** Start Document segment **

Showing posts with label Wright. Show all posts
Showing posts with label Wright. Show all posts

Monday, February 27, 2012

The Outsider by Richard Wright


Since this is Black history month, I’m going to depart from my usual practice of reviewing contemporary fiction and, instead, talk about an often misunderstood novel by a truly great American black author, Richard Wright.

Most readers know of Wright because of his early works, Native Son and Uncle Tom’s Children. Some have also read the first part of his autobiography, Black Boy (the second half of which was intentionally suppressed because of Wright’s affiliation with the Communist Party, and only much later published under the title American Hunger). But for many and rather complex reasons, the novel that most explicitly states Wright’s philosophical views, as well as his understanding of and fascination with psychoanalysis, has been largely ignored. He called the novel The Outsider, and it is indeed an incredible exploration of a bright and deeply troubled man who is on the outside in almost all ways. He is outside the powerful white culture simply because he is black, and no one understands better than Wright the economic and social oppression of American Blacks. But he is also outside the black community that he lives in, because he is an atheist, and harshly critical of religion as simply a flight into illusion and myth in the face of this oppression. And finally, he is a morbidly self-reflective man with an acute sense of his own existential isolation and who understands always the distorting lenses through which others, both white and black, view him.

** End Document segment **
** Start Information provided **

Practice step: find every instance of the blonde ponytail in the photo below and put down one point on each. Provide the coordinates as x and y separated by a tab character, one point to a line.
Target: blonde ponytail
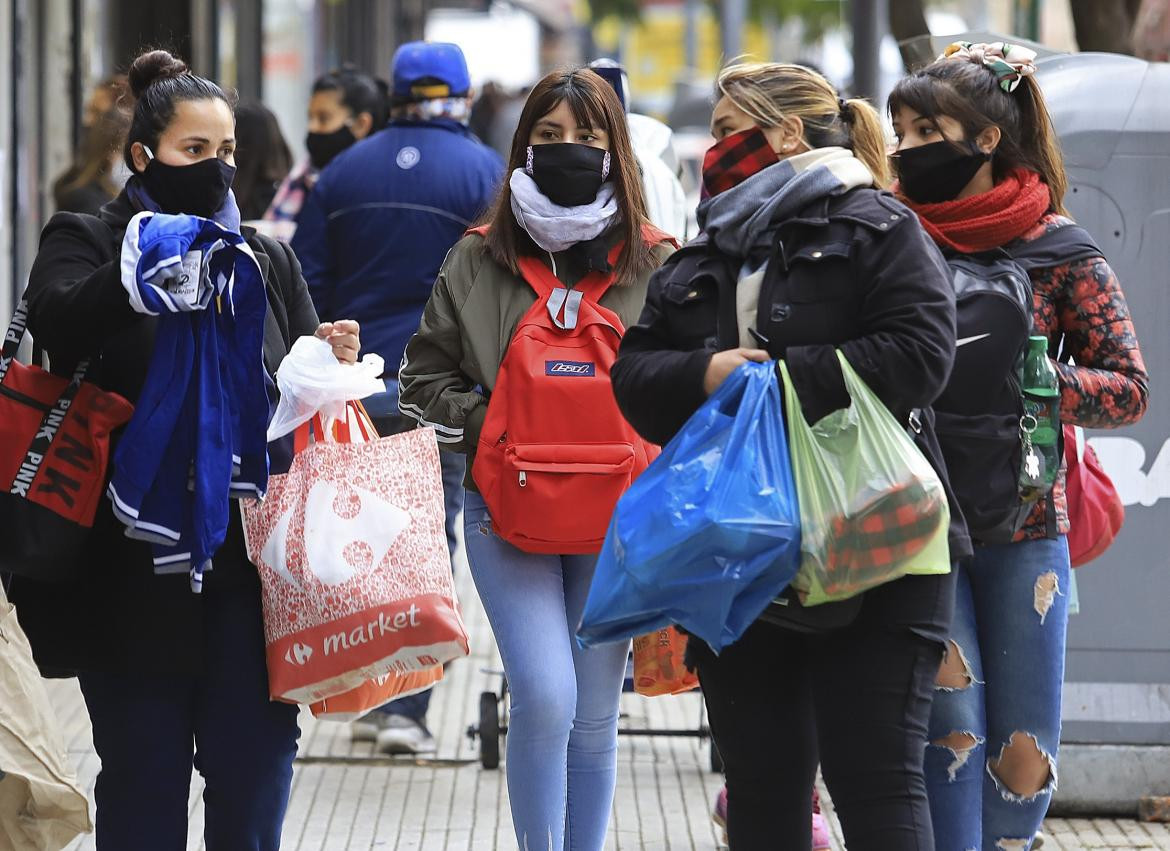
868	139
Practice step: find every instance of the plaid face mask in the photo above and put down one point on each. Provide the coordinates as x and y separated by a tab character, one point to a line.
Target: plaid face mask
735	158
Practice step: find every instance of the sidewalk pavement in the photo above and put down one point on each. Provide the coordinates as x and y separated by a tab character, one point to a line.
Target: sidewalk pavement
346	797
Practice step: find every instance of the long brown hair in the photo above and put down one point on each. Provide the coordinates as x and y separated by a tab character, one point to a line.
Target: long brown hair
770	91
970	94
593	104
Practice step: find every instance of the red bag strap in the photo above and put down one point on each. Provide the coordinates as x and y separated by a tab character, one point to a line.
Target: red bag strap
594	285
314	431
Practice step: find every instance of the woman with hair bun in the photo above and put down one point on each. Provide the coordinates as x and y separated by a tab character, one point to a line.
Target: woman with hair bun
171	678
979	163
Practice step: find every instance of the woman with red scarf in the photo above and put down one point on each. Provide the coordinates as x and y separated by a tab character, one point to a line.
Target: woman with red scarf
979	163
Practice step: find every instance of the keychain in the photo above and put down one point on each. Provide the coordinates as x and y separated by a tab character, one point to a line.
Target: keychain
1033	467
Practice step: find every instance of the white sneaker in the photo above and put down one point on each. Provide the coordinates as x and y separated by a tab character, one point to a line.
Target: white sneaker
366	728
404	735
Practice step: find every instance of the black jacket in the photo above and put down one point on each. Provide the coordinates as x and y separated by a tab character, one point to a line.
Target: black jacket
853	272
119	616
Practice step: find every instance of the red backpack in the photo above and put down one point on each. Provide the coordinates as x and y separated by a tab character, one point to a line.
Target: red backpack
556	453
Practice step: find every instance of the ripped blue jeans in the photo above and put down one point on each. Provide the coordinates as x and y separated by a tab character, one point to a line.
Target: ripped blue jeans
995	725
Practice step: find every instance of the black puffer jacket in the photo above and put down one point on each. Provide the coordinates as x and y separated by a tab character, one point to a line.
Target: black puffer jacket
119	616
853	272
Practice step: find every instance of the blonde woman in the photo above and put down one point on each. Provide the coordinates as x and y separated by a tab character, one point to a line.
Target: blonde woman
810	256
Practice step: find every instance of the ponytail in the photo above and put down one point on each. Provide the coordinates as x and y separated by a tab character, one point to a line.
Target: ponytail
1039	142
972	93
868	138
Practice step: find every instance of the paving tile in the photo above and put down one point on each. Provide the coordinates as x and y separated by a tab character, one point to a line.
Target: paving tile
346	797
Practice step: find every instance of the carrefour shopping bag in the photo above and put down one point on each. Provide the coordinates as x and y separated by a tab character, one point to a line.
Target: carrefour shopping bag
872	507
356	702
41	805
353	564
710	533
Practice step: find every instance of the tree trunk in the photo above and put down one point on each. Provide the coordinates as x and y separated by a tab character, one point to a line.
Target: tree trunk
907	21
1105	26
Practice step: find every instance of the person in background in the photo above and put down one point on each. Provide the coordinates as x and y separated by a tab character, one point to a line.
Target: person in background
345	107
171	679
798	227
979	163
91	182
262	158
371	239
573	204
666	201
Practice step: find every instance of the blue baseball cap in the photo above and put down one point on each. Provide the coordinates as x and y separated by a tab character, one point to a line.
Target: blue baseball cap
429	69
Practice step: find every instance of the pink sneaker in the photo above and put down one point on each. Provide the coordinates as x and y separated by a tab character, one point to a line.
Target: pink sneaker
819	834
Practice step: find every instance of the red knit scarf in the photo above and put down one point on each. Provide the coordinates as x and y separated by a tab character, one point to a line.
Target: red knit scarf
988	220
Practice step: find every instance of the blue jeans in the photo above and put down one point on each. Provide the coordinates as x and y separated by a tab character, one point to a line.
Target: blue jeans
149	729
383	410
563	727
997	701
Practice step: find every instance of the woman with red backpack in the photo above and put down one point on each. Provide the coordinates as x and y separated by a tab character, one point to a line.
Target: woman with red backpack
979	163
510	366
803	255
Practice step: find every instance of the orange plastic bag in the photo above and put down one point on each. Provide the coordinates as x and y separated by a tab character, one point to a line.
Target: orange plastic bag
658	664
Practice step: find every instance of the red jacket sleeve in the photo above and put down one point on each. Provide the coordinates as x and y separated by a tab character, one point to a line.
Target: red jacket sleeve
1082	301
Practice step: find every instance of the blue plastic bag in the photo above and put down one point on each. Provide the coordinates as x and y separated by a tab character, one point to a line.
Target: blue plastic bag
710	533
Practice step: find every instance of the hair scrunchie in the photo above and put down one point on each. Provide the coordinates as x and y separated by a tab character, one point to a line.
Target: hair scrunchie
1009	62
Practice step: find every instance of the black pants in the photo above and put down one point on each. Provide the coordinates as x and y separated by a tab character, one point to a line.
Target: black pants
149	729
857	700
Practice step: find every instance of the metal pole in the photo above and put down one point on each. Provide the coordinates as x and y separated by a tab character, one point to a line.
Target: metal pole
868	27
733	19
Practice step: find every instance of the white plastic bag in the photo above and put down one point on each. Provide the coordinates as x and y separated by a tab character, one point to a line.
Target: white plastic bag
311	381
41	805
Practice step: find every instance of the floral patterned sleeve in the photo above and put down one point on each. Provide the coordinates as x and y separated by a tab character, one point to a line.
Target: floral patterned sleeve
1108	386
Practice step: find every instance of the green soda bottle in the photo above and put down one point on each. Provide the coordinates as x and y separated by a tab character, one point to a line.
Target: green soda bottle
1040	425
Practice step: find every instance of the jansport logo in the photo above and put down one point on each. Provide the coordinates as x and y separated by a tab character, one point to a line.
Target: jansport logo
585	369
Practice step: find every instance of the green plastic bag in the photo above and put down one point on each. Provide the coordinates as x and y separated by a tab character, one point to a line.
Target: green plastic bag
872	507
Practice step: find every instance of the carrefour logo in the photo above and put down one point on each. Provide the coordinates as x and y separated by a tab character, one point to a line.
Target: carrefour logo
585	369
298	654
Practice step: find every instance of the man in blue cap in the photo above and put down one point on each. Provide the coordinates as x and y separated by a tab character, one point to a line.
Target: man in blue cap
371	239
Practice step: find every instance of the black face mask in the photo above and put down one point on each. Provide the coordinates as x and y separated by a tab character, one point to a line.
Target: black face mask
324	146
569	174
937	172
199	189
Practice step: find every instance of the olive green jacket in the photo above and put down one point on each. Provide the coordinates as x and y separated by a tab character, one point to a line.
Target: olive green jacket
451	364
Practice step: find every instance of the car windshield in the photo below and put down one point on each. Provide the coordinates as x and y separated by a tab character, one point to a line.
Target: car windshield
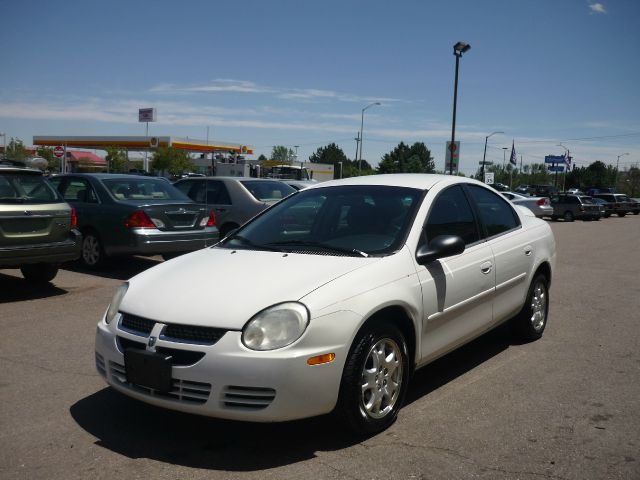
143	189
267	191
341	220
26	188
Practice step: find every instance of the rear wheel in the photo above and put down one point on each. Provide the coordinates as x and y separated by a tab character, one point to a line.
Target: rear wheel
530	323
93	255
39	272
375	379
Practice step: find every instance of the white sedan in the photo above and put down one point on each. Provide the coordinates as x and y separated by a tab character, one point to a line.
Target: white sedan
329	300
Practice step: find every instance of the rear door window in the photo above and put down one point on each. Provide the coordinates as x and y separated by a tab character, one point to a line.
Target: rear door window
496	214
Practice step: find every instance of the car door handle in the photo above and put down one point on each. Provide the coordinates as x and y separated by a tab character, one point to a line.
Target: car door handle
486	267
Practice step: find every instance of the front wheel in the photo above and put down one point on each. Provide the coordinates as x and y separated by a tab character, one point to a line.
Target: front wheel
375	379
39	272
530	323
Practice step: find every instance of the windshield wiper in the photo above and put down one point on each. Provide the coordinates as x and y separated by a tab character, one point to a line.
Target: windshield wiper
249	243
320	245
13	199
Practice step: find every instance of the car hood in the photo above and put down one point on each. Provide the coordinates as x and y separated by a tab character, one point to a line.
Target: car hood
224	288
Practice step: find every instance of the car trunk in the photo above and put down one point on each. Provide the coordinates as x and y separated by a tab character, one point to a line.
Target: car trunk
32	224
175	215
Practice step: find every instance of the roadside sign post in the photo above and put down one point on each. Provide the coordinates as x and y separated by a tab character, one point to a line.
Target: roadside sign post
59	152
146	115
452	157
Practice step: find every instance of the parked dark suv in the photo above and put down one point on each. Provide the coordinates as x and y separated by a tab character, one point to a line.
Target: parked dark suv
569	207
618	201
37	227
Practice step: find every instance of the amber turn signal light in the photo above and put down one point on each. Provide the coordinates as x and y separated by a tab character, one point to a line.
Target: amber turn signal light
320	359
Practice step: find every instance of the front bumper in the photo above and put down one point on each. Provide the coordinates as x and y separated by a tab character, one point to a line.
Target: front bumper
231	381
151	241
54	252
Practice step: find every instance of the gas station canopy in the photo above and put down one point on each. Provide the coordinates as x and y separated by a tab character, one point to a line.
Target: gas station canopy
142	143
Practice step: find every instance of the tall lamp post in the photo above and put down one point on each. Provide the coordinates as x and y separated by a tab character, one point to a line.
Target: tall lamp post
564	178
617	165
458	49
484	156
361	127
4	145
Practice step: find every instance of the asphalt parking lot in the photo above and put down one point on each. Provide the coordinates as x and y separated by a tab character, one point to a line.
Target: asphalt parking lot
565	407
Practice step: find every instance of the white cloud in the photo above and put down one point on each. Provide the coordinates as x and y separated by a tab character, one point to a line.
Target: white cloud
597	8
244	86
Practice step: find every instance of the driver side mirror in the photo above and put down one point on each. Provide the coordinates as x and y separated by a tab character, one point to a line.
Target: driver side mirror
440	247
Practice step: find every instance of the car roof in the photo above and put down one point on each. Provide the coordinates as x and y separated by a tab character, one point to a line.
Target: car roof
16	169
421	181
106	176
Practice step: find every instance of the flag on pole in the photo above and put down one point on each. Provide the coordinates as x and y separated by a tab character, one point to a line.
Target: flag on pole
513	159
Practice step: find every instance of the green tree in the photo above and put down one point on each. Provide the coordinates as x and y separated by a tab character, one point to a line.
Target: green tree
169	159
407	159
16	151
332	154
281	154
117	160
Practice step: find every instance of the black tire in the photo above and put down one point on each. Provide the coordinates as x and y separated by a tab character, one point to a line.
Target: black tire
39	272
369	411
92	255
530	322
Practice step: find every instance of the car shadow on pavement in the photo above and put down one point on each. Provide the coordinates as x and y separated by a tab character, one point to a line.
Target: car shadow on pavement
119	268
16	289
138	430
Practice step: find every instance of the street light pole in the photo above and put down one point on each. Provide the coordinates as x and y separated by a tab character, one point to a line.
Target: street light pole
361	128
458	49
484	157
564	178
617	165
4	144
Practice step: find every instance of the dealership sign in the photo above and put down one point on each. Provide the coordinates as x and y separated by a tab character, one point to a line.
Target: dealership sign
147	115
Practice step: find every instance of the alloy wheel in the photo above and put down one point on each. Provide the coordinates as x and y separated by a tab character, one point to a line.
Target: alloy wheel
382	377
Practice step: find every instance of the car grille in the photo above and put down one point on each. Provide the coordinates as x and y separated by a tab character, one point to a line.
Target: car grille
192	334
136	325
173	332
183	391
248	398
179	358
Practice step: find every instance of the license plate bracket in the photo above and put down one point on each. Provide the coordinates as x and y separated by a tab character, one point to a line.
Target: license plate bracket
148	369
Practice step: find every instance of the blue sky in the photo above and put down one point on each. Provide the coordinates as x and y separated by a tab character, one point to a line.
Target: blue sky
267	73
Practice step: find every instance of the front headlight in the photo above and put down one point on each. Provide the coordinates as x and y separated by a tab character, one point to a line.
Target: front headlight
276	327
112	311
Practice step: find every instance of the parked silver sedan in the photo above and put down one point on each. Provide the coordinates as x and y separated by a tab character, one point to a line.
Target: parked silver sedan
234	199
540	206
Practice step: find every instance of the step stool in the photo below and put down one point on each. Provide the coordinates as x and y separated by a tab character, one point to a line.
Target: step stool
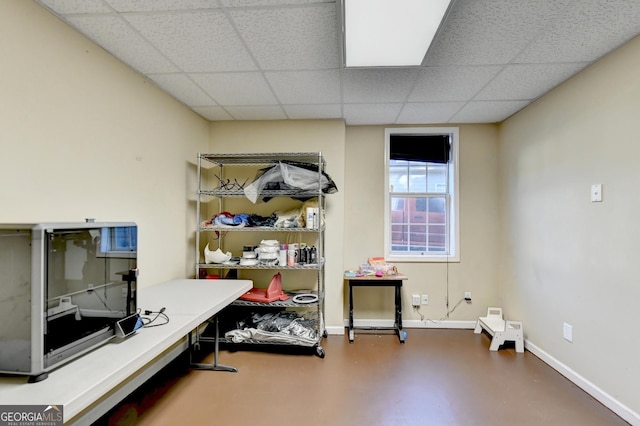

** End Information provided **

* Parts of the exercise:
1) In the review of The Outsider, what title was the second half of Black Boy eventually published under?
2) Can you rewrite the paragraph of the review of The Outsider that begins "Most readers know of Wright" as a brief list that keeps its main facts?
3) Continue the review of The Outsider from the point where it stops.
The records were drawn from a separate source.

* The replies:
1) American Hunger.

2)
- Most readers know Wright from his early works, Native Son and Uncle Tom's Children.
- Some have read Black Boy, the first part of his autobiography. The second half was suppressed because of his Communist Party affiliation and only much later published as American Hunger.
- The Outsider, the novel that most explicitly states his philosophical views and his understanding of and fascination with psychoanalysis, has been largely ignored for complex reasons.
- Its protagonist is a bright, deeply troubled man who is an outsider in almost every way:
  - He is outside the powerful white culture because he is black.
  - He is outside his own black community because he is an atheist who harshly criticizes religion as a flight into illusion and myth in the face of oppression.
  - He is morbidly self-reflective, acutely aware of his existential isolation and of the distorting lenses through which both whites and blacks view him.

3)
This novel was published in 1953, when McCarthyism was at a fever pitch in this country. No doubt anti-communist sentiment had much to do with the initial response to the book, along with a fear of even appearing to be interested in anything tainted with communism. But the novel was also met with suspicion on the Left, at least partly because Wright had severed his ties with the Communist Party and was thereafter overtly critical of Soviet style communism. Like Maurice Merleau-Ponty, the French Marxist who felt impelled to criticize the lack of democratic process in the Soviet controlled CP, and eventually to expose the Siberian work camps, Wright insisted that it was his very understanding of Marxism that led him to reject the Soviet Union and the control it exerted over the CP. Jean Paul Sartre, too, although not wanting to alienate French workers, and thus always portraying himself as a Fellow Traveler with the CP, used plays as a mechanism for criticizing the authoritarian structure of the Party. So, both left and right were uneasy with this dark and violent novel, and academicians in this country (including those in philosophy departments) were so resistant to European existentialism (especially French existentialism), that by and large they simply ignored it—literally rejecting it out of hand, that is, without bothering to read it.  Wright, on the other hand, had both read and comprehended the major themes in existentialism, understood it on an emotional as well as intellectual level. Iris Murdoch once said that Marx and Freud changed the course of intellectual history forever, and I would certainly argue this to be the case in Wright’s development as an intellectual.

Damon Cross, the lead character in The Outsider, is a very bright and very dangerous man. He is also the spokesman for Wright, and in long, intricate passages lays out both a thorough understanding of the existential condition and a total rejection of theological consolations. The story, itself, is a long and complicated one, and I have no intention of giving away the twists and turns of the plot. I will say however that Damon Cross, not by divine intervention, but by chance intervention, is given the opportunity to begin anew, in Sartre’s words, to become the author of his own existence, to be really and truly and frighteningly free.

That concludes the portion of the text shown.